**WORK INSTRUCTIONS:**
Write the lines from the one containing "Where can the long" through the end of the entries as a JSON list of strings, one string per line, leaving out blank lines.

**RECORDS SHOWN:**
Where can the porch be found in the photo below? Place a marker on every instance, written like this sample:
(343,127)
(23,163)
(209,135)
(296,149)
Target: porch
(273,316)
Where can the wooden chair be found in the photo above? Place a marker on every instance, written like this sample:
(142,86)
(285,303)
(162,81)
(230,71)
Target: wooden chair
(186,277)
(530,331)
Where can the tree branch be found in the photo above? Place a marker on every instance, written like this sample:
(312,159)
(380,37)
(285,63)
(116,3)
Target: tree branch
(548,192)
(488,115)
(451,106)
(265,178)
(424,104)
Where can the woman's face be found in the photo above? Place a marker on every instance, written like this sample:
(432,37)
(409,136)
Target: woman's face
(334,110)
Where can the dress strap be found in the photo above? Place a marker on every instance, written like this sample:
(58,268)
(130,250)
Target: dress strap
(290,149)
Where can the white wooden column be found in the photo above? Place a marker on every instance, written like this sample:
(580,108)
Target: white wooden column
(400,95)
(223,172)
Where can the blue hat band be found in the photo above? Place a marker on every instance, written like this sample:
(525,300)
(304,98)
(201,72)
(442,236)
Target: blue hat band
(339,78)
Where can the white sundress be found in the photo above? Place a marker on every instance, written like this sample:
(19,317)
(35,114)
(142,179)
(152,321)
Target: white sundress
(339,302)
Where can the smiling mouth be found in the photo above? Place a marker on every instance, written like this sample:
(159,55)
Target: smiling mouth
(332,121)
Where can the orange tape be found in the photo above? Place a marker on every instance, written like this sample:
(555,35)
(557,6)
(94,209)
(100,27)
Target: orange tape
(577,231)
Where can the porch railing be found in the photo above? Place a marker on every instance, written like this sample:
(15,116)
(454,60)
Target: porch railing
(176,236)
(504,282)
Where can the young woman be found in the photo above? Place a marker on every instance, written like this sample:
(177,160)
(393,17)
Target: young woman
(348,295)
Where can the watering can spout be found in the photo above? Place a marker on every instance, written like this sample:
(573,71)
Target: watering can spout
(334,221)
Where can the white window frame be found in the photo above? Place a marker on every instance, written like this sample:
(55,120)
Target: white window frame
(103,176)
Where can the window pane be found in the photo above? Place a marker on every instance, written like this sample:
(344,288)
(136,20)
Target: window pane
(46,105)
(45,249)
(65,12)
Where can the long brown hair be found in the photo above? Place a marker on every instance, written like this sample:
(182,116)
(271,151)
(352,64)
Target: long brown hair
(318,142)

**RESPONSE:**
[
  "Where can the long brown hair be found in the photo above? Place a marker on every instance, written like this sample:",
  "(182,116)",
  "(271,151)",
  "(352,64)",
  "Target: long brown hair",
  "(318,142)"
]